* WORK TO DO *
Render the stretch from the start of the records through the line containing "391,0,568,757" as a JSON list of strings, one per line, with blank lines dropped. Leave the pictures out of the list.

* PROVIDED MATERIAL *
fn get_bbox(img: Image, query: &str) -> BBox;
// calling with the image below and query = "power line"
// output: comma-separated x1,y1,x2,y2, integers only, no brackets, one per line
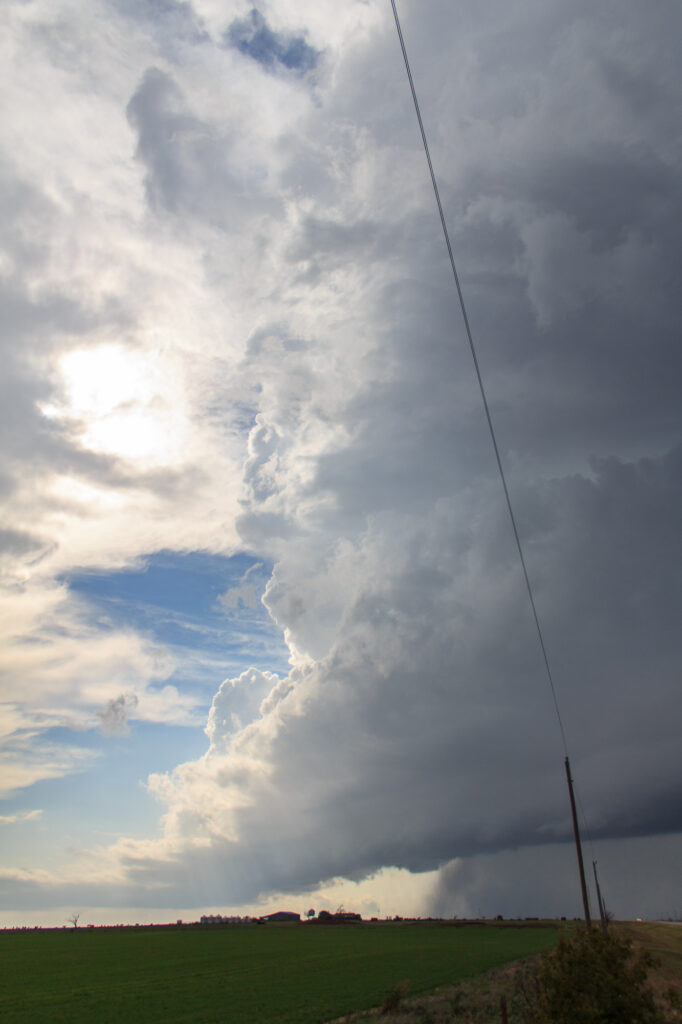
391,0,568,757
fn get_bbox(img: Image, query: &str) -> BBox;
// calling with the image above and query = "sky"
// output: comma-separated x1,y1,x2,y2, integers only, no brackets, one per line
0,0,682,926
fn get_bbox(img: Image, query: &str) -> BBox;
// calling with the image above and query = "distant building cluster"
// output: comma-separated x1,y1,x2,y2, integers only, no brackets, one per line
199,913,256,925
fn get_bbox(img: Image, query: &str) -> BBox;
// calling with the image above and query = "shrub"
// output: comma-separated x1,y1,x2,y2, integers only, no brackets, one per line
523,928,665,1024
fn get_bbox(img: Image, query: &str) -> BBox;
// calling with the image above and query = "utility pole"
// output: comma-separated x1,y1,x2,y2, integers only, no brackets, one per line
592,860,608,935
565,758,592,928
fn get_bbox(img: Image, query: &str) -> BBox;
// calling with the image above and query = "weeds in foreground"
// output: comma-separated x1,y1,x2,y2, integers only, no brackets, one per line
329,928,682,1024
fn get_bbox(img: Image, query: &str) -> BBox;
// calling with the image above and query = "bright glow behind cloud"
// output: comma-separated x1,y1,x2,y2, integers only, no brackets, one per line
0,0,682,912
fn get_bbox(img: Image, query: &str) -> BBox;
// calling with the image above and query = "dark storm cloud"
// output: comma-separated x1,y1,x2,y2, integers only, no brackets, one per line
225,7,319,75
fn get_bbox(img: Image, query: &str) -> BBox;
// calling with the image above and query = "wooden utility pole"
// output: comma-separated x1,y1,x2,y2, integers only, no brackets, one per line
592,860,608,935
565,758,592,928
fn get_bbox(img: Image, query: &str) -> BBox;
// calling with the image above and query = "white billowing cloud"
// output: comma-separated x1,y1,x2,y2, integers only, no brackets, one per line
2,0,681,912
0,810,43,825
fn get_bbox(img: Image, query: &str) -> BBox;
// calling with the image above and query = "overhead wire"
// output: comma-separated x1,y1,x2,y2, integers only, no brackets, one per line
390,0,568,757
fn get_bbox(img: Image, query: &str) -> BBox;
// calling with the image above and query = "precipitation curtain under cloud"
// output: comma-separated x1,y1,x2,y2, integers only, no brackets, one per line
0,0,682,925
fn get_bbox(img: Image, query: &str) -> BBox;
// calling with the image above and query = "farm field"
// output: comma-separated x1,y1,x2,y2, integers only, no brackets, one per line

* SOLUTION TO THE EXERCISE *
[
  "fn get_bbox(img: Image, query: &str) -> BBox;",
  "// calling with the image below and query = \"power line\"",
  "// output: comma-separated x1,y1,x2,y2, integers only, no brackets, one per line",
  "391,0,568,757"
]